TASK STATEMENT: Among the lines below, copy each one in which "before" appears.

RECORDS SUPPLIED:
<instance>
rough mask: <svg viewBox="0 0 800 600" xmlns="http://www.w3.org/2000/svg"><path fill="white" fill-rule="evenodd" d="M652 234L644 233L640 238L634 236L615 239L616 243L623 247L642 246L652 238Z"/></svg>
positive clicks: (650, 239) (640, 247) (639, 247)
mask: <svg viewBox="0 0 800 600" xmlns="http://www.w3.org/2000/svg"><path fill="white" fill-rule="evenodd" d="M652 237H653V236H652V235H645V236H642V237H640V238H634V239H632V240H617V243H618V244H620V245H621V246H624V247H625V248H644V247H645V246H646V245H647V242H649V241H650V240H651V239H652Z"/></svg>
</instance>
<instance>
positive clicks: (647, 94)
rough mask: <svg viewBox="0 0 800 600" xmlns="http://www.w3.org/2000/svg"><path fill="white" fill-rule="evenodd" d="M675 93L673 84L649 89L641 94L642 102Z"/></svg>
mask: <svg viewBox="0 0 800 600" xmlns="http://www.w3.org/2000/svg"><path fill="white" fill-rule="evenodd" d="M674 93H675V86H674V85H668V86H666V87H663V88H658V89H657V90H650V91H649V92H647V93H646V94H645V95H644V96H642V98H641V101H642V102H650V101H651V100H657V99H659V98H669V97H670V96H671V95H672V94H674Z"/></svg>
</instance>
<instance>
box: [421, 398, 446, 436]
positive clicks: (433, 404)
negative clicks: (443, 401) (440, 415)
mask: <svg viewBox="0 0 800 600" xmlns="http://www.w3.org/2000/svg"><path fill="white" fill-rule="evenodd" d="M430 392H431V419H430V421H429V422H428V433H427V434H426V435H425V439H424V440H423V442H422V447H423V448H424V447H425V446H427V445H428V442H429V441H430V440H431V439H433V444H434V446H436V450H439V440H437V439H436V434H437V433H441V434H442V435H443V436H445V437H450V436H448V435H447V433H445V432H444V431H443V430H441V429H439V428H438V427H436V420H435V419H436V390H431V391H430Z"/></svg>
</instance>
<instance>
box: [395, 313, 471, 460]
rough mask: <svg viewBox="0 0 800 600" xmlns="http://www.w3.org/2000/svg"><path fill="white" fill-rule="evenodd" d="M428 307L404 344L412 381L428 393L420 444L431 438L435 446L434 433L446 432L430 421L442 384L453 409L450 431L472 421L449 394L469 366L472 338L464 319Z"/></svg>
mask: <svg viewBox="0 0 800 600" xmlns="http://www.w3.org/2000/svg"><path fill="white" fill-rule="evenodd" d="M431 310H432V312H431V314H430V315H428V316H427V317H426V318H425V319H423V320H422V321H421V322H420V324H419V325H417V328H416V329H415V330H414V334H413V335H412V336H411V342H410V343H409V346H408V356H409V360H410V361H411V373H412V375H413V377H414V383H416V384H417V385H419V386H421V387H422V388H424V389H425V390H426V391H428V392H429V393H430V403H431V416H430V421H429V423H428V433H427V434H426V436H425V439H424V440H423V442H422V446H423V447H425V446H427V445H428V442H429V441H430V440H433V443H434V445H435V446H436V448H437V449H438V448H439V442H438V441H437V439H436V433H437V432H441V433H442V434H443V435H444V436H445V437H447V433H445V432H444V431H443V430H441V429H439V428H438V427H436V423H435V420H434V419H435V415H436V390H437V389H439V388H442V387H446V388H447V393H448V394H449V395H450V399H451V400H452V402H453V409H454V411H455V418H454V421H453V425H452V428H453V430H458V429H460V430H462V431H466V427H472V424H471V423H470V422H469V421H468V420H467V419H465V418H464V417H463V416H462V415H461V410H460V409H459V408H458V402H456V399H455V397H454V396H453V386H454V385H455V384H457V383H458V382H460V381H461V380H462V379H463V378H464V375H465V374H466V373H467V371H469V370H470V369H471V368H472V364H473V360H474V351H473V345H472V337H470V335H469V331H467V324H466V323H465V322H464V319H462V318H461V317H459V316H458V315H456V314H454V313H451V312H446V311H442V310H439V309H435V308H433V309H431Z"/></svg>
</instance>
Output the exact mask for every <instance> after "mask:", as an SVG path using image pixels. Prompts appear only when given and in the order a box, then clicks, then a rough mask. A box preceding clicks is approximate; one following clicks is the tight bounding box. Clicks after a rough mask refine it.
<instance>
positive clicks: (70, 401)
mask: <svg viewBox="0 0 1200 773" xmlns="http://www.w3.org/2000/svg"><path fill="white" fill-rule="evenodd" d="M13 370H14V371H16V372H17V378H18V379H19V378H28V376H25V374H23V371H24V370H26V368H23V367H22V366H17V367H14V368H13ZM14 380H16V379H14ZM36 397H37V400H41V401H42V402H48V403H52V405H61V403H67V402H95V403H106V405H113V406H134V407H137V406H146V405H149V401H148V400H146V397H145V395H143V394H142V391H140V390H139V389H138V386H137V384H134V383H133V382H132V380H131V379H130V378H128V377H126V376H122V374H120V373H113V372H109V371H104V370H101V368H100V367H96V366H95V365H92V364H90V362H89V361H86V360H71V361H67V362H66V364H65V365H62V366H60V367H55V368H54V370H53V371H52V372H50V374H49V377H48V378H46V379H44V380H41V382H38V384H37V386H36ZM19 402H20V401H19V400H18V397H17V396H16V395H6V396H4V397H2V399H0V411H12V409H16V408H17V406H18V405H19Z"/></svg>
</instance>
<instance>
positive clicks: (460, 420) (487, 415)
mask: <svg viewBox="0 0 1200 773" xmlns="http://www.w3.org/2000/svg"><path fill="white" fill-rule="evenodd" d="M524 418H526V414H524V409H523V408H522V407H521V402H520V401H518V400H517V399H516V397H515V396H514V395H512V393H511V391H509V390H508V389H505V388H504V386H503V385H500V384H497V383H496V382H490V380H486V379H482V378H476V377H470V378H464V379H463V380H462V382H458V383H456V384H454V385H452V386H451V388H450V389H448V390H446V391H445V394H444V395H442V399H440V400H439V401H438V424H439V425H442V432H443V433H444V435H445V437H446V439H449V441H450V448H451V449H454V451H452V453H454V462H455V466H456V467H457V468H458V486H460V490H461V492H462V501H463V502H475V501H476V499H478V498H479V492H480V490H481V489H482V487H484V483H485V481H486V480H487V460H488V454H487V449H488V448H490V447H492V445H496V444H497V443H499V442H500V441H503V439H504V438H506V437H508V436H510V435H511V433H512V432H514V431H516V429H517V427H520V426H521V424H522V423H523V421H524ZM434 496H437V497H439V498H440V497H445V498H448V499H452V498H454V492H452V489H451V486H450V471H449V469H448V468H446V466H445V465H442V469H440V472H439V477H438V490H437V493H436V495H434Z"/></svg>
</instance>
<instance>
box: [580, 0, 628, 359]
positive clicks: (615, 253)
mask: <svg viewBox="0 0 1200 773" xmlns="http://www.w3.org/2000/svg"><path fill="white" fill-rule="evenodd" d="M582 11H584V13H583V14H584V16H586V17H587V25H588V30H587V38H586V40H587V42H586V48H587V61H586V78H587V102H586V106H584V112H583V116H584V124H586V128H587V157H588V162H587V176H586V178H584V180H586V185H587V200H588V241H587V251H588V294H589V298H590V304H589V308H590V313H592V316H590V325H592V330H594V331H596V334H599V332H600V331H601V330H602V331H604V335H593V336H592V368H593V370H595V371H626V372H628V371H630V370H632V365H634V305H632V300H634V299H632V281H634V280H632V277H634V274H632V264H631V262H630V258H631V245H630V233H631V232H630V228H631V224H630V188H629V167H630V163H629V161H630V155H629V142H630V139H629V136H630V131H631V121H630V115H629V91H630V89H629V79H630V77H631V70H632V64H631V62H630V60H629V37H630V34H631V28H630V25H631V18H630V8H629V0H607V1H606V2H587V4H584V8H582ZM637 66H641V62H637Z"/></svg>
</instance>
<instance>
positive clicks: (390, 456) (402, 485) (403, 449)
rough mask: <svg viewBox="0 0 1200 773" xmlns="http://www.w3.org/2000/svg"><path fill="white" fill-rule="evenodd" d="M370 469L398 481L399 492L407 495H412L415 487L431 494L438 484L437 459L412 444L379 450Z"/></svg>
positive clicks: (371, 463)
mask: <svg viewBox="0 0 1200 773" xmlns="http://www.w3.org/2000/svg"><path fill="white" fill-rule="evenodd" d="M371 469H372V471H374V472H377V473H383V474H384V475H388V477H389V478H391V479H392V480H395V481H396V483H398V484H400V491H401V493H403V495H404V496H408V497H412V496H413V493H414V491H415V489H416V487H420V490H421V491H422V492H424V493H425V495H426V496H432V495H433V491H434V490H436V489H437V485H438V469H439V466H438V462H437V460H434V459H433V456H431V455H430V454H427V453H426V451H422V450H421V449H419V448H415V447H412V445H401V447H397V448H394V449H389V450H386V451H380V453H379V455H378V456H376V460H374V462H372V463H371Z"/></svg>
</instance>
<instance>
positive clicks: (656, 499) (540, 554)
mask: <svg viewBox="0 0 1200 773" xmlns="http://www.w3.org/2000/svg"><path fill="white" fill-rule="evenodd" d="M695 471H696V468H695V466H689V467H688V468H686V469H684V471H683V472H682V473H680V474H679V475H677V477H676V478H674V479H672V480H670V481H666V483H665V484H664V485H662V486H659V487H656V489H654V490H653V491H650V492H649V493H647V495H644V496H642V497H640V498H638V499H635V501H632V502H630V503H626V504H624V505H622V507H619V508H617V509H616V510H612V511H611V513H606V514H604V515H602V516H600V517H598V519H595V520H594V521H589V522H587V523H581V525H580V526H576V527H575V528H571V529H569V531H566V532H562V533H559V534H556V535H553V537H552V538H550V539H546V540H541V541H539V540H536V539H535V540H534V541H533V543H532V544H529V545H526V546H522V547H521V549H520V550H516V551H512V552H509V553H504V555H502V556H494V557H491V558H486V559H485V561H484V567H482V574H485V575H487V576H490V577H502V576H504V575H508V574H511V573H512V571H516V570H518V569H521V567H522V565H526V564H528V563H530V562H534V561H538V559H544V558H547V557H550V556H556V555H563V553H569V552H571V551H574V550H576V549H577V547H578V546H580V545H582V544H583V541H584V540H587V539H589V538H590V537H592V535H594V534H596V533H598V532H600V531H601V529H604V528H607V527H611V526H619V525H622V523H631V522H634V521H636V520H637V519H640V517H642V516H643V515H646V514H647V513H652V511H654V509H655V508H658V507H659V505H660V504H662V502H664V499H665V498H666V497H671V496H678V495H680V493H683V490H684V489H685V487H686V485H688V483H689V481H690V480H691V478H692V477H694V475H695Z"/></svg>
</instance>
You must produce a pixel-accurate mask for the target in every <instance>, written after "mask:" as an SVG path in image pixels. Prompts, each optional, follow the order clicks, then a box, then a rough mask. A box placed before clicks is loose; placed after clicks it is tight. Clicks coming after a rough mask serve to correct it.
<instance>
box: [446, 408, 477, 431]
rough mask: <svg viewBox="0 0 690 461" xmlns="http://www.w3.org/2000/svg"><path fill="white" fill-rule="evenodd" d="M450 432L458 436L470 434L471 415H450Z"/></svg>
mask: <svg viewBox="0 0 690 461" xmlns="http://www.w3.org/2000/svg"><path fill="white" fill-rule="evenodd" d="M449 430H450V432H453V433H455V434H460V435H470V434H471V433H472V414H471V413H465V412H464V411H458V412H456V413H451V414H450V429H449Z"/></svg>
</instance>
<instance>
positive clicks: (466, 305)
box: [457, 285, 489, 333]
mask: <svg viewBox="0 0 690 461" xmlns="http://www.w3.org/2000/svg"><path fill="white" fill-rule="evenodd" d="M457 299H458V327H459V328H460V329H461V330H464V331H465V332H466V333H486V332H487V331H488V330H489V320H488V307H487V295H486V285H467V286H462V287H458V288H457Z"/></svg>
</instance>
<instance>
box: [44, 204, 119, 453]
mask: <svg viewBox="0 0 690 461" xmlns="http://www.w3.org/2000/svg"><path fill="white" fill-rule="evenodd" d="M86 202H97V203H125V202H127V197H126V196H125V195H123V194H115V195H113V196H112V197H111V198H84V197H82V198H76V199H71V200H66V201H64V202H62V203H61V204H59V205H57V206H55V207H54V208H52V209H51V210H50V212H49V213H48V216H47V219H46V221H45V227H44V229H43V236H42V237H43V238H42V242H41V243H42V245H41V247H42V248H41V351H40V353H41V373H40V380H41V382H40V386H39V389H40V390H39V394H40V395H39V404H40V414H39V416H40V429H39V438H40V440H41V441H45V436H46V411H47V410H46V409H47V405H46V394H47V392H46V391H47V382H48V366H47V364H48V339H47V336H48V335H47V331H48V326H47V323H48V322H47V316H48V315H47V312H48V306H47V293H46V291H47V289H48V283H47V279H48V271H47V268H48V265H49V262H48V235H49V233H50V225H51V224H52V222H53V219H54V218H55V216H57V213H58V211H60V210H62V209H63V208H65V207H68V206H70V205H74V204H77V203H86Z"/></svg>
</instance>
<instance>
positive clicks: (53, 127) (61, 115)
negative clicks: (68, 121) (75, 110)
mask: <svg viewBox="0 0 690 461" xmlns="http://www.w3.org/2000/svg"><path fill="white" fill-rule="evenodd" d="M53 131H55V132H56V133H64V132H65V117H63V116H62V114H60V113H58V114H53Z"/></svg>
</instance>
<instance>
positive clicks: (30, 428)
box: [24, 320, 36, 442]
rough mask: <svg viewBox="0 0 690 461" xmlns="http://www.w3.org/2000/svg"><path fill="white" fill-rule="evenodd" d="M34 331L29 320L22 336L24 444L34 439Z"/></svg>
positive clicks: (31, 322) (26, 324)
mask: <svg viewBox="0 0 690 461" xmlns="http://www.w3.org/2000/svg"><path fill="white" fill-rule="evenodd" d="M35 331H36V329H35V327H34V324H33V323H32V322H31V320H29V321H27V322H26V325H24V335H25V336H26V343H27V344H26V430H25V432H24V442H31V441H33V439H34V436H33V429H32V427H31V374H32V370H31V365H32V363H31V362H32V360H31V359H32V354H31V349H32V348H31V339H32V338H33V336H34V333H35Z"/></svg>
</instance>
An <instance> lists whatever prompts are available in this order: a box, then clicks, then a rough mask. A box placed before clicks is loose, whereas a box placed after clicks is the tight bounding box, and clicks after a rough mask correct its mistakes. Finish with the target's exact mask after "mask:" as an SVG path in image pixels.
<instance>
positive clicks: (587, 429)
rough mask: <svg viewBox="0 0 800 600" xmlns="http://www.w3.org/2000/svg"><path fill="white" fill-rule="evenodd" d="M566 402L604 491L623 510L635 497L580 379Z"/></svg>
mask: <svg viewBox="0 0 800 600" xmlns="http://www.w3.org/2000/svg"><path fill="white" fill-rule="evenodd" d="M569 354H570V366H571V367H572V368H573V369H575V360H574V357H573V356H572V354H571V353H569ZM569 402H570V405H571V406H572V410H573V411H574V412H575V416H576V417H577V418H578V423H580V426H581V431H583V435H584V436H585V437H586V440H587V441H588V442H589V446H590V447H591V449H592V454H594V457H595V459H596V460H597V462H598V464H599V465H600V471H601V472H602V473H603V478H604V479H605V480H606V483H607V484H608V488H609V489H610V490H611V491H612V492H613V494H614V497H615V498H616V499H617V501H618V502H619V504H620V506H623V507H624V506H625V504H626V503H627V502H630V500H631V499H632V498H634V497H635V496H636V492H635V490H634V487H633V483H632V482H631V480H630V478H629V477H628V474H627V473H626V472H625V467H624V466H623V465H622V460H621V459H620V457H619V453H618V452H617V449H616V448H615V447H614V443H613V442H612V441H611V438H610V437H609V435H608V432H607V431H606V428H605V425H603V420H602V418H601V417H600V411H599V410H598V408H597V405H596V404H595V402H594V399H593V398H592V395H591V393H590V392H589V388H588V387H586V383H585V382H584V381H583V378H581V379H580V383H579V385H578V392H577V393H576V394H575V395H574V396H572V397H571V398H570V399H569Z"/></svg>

EXPECTED OUTPUT:
You must produce a pixel-accurate mask for the target in every <instance>, written after "mask:" as an SVG path in image pixels. Prompts, each optional, follow the order clicks, then a box, then a rough mask. A box placed before clicks is loose; placed after clicks it is tight. Clicks coming after a rough mask serve to correct it.
An <instance> lists whatever prompts are available in this order: a box, then clicks, then a rough mask. A box placed before clicks is loose, whereas a box placed after clicks is the tight bounding box, and clicks after a rough mask correct its mistakes. Finish with the target's exact mask after "mask:" as an SVG path in image pixels.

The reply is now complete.